DATA ROWS ▸
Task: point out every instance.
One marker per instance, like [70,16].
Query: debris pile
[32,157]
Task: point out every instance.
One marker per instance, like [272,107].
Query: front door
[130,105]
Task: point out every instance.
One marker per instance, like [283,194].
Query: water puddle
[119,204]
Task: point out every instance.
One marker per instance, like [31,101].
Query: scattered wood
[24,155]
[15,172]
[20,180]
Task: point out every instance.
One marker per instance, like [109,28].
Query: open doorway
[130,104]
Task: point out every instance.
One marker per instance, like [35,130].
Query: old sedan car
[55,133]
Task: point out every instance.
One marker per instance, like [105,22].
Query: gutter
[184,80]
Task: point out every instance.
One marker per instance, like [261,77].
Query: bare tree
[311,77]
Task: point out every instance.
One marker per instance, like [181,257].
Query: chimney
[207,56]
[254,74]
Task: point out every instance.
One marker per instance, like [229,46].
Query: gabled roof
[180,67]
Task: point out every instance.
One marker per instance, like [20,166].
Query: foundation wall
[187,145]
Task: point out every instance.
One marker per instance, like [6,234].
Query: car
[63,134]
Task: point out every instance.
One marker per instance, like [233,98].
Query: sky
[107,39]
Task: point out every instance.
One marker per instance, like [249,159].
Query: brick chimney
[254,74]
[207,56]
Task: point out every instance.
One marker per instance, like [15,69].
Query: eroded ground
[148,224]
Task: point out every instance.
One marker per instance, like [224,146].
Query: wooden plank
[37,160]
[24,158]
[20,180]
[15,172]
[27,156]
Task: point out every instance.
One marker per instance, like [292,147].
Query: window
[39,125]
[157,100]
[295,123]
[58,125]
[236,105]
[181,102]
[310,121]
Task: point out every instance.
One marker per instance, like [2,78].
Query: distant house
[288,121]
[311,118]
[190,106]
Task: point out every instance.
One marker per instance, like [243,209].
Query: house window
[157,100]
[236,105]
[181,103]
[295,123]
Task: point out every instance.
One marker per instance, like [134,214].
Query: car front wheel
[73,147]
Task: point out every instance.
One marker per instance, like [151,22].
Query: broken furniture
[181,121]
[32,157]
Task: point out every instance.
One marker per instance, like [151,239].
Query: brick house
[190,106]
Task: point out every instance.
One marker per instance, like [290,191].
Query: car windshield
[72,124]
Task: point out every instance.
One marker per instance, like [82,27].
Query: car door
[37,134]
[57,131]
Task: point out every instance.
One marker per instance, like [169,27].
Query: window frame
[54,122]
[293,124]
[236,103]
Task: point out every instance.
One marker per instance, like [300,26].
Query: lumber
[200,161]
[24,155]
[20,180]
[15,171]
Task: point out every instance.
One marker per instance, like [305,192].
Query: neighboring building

THE REQUEST ▸
Copy out each line exactly.

TASK SOLUTION ▸
Task: point out every instance.
One marker per instance, like [70,16].
Query: debris pile
[32,157]
Task: point out every instance.
One marker per instance, like [272,107].
Query: front door
[130,105]
Task: point out every instance.
One marker per instance, like [283,194].
Query: water puddle
[119,204]
Task: point out every instance.
One marker per instance, like [31,101].
Query: scattered wood
[24,155]
[15,172]
[20,180]
Task: point out every instance.
One marker per instance, like [109,28].
Query: open doorway
[130,104]
Task: point out every instance.
One marker per instance, like [35,130].
Query: old sedan car
[55,133]
Task: point out every instance.
One marker per instance, like [105,22].
Query: gutter
[184,80]
Task: point out every instance.
One marker per instance, like [261,77].
Query: bare tree
[311,77]
Task: point out every instance.
One marker per instance, like [181,257].
Query: chimney
[207,56]
[254,74]
Task: point out every instance.
One marker per instance, like [229,46].
Query: gabled roof
[180,67]
Task: point out every instance.
One marker per instance, like [20,166].
Query: foundation wall
[187,145]
Task: point out every instance.
One marker per instance, like [6,234].
Query: car
[63,134]
Task: point out every instance.
One marker per instance, like [233,98].
Query: sky
[107,39]
Task: point out every instance.
One marker per instance, like [249,159].
Query: brick chimney
[254,74]
[207,56]
Task: point out every instance.
One marker per instance, like [15,69].
Query: eroded ground
[148,224]
Task: point out every instance.
One marker per instance, like [224,146].
Query: wooden plank
[37,160]
[24,158]
[20,180]
[15,172]
[27,156]
Task: point out every instance.
One marker per instance, like [292,147].
Query: window
[39,125]
[157,100]
[295,123]
[58,125]
[236,105]
[181,102]
[310,121]
Task: point out every instance.
One marker per instance, like [2,78].
Query: distant house
[288,121]
[311,118]
[190,106]
Task: point out every instance.
One marker per instance, like [243,209].
Query: house window
[157,100]
[236,105]
[181,103]
[295,123]
Task: point out every instance.
One marker per instance, like [134,214].
Query: car front wheel
[73,147]
Task: point out every instance.
One marker per instance, like [151,22].
Query: broken furniture
[181,121]
[32,157]
Task: point out every instance.
One marker per instance, like [151,239].
Query: brick house
[190,106]
Task: point out every instance.
One marker per instance, like [290,191].
Query: car windshield
[72,124]
Task: point out every instance.
One marker per instance, like [82,27].
Query: car door
[37,134]
[57,131]
Task: point out every instance.
One marker per instance, like [169,27].
Query: window frame
[54,122]
[293,124]
[236,103]
Task: point out every instance.
One marker per instance, like [300,26].
Query: lumber
[200,161]
[24,155]
[20,180]
[15,171]
Task: point out every instance.
One marker per instance, like [305,192].
Query: neighboring building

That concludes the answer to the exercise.